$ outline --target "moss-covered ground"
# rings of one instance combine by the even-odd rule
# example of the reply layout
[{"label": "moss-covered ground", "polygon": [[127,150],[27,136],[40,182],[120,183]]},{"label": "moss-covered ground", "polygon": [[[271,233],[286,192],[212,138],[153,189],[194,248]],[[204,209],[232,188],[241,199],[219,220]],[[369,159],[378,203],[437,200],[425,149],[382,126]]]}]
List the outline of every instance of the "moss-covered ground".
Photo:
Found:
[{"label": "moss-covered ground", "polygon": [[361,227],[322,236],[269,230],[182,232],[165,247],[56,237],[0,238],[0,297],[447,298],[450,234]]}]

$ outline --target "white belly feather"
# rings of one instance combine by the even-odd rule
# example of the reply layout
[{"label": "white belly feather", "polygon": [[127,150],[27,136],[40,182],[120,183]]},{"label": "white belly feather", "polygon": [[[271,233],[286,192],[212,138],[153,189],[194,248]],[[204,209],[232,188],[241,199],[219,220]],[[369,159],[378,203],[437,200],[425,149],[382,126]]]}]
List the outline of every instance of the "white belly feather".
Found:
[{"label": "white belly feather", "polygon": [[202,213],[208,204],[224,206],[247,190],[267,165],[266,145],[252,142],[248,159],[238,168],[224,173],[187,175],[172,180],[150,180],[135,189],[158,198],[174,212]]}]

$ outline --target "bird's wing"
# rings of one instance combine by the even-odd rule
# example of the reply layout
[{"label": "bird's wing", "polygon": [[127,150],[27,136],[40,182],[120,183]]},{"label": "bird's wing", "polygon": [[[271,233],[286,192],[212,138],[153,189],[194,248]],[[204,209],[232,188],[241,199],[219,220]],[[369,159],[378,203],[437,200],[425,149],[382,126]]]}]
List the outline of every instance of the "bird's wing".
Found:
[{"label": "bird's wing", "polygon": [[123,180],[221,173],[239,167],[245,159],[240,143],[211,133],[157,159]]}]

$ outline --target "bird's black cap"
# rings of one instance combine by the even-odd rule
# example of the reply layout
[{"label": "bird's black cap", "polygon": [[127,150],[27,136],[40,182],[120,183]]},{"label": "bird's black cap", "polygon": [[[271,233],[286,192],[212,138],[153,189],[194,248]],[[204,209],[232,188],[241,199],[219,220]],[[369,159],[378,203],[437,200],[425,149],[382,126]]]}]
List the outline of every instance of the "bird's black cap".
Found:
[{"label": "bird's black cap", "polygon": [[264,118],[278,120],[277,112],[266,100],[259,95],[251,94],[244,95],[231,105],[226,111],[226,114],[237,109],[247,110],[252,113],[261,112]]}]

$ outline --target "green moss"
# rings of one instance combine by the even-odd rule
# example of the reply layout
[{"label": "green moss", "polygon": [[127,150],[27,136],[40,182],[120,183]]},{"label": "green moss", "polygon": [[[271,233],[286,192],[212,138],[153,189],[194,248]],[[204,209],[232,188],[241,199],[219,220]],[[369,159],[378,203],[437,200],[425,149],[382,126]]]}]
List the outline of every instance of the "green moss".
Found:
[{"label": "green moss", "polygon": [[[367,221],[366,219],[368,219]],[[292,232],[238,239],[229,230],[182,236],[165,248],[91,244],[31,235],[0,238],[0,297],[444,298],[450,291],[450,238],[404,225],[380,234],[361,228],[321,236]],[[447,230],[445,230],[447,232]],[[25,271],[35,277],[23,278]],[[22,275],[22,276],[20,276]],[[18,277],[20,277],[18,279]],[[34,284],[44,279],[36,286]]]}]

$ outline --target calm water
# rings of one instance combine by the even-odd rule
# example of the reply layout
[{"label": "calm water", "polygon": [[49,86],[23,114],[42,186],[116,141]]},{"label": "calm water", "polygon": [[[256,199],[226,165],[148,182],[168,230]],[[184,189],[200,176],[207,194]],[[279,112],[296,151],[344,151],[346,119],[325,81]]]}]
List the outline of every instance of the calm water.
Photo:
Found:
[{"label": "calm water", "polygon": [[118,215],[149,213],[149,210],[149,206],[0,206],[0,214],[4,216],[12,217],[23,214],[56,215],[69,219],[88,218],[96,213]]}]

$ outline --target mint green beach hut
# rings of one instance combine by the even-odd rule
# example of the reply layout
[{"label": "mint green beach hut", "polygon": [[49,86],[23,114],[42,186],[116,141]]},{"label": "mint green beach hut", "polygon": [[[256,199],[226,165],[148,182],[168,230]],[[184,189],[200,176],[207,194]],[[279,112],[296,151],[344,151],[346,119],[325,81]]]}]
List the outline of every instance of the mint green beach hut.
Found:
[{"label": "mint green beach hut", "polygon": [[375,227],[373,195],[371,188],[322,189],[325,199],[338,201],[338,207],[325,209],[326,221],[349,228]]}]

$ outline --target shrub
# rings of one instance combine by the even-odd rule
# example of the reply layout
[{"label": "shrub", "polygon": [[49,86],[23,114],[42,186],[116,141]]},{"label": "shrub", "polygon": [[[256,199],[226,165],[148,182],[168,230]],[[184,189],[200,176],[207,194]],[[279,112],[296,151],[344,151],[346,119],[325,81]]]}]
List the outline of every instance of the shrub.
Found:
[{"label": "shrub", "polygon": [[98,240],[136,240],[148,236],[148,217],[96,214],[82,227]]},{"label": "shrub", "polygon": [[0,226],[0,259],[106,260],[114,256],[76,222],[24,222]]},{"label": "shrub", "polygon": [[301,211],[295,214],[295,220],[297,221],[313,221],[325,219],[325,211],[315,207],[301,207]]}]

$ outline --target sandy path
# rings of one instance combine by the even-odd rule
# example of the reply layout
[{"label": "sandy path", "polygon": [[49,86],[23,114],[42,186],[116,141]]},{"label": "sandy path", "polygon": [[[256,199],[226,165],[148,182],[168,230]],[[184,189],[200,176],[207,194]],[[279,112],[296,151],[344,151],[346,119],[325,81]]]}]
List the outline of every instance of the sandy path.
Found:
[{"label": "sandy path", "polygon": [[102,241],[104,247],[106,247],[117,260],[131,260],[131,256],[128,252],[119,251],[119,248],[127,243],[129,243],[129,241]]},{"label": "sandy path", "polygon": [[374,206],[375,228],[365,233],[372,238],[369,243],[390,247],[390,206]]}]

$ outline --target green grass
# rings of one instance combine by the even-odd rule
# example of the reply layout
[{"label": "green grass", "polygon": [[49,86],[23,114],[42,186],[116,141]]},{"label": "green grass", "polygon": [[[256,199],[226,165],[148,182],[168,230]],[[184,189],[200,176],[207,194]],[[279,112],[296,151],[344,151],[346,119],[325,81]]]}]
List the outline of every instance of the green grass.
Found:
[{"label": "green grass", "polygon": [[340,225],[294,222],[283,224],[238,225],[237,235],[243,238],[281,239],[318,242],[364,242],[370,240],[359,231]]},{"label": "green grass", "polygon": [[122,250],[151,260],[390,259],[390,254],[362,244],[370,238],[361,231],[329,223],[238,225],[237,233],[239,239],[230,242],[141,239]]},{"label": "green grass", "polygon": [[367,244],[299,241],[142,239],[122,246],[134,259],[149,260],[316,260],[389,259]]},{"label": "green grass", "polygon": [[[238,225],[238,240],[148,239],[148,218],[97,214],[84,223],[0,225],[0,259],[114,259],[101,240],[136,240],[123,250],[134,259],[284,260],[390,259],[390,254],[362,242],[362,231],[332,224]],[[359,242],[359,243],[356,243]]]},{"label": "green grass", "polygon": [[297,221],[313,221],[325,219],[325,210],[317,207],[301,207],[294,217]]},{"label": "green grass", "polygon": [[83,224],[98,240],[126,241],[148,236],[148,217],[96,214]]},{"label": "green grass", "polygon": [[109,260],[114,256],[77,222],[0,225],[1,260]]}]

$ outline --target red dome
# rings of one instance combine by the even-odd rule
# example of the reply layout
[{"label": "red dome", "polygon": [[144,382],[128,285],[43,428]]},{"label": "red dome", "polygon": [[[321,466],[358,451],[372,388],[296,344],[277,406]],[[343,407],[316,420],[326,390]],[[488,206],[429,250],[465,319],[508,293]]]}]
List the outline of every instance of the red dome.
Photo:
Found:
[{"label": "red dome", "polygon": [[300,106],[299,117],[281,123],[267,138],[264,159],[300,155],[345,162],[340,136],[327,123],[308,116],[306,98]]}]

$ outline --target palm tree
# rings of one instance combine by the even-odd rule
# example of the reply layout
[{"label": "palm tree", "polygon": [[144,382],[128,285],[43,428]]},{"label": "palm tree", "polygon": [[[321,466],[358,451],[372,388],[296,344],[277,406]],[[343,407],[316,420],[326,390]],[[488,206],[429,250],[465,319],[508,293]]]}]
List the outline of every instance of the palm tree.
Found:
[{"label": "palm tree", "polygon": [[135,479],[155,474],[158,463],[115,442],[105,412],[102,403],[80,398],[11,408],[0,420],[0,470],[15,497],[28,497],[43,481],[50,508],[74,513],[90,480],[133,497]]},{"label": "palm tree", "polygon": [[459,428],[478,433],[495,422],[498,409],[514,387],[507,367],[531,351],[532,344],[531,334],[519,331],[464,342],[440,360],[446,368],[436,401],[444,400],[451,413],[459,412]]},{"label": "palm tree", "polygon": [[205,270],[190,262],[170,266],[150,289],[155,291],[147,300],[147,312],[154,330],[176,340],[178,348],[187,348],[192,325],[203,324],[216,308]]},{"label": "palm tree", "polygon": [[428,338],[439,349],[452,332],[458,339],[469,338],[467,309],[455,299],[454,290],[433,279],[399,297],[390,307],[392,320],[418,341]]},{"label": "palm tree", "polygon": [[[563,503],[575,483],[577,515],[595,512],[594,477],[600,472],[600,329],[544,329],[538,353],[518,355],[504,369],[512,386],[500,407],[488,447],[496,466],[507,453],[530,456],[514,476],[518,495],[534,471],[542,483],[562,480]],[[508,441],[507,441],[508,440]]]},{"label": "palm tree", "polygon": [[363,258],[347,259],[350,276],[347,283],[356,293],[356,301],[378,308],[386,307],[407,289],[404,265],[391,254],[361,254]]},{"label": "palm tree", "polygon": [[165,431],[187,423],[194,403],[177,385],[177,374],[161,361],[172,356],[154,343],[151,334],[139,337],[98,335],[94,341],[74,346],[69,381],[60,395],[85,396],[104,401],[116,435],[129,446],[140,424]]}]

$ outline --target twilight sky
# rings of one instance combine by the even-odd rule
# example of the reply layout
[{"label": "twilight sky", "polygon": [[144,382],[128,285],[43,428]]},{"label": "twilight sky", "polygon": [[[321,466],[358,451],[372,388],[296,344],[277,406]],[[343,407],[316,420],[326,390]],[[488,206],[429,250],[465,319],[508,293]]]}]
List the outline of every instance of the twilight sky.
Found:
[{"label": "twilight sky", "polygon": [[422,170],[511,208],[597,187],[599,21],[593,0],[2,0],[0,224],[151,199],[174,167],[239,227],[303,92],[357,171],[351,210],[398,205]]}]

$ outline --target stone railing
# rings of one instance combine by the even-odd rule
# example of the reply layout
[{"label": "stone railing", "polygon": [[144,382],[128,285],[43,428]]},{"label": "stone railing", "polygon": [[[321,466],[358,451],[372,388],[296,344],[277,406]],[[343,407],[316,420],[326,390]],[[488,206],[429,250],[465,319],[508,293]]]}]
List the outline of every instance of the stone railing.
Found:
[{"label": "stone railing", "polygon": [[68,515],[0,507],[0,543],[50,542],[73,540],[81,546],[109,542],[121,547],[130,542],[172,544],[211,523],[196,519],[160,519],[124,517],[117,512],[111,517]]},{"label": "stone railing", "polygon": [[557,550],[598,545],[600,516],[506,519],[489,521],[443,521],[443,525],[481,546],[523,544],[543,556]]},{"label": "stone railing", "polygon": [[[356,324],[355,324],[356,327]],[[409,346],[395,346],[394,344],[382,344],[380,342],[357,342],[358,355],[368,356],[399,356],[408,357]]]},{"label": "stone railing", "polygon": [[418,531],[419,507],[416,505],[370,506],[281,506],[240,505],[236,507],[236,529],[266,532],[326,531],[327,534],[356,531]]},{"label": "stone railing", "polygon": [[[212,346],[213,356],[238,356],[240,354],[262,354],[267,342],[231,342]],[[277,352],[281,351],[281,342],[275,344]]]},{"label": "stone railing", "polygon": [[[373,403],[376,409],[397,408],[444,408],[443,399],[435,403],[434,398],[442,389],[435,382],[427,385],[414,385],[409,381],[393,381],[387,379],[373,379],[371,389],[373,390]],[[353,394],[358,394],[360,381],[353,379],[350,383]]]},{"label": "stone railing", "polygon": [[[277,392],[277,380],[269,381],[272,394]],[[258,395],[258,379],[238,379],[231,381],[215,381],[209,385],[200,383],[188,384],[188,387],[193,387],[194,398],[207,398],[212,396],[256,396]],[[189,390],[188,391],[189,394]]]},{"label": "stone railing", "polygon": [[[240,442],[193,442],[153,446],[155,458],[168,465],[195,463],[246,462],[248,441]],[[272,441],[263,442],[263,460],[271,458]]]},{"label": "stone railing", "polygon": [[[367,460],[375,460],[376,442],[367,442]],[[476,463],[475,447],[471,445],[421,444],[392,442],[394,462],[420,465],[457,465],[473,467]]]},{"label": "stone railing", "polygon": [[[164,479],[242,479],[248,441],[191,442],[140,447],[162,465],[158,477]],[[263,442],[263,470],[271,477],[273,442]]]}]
###
What the task asks
Pick out every line of the records above that contains the word "feather", and copy each one.

Exercise output
$ outline --target "white belly feather"
[{"label": "white belly feather", "polygon": [[127,150],[27,136],[40,182],[120,183]]},{"label": "white belly feather", "polygon": [[[271,233],[286,192],[212,138],[153,189],[194,248]],[[204,209],[232,188],[241,199],[219,220]],[[369,159],[378,203],[437,200],[425,149],[382,126]]]}]
List the outline of every instance of the "white belly feather".
[{"label": "white belly feather", "polygon": [[202,213],[208,204],[224,206],[247,190],[267,165],[266,145],[252,142],[248,159],[238,168],[224,173],[187,175],[172,180],[150,180],[135,189],[158,198],[174,212]]}]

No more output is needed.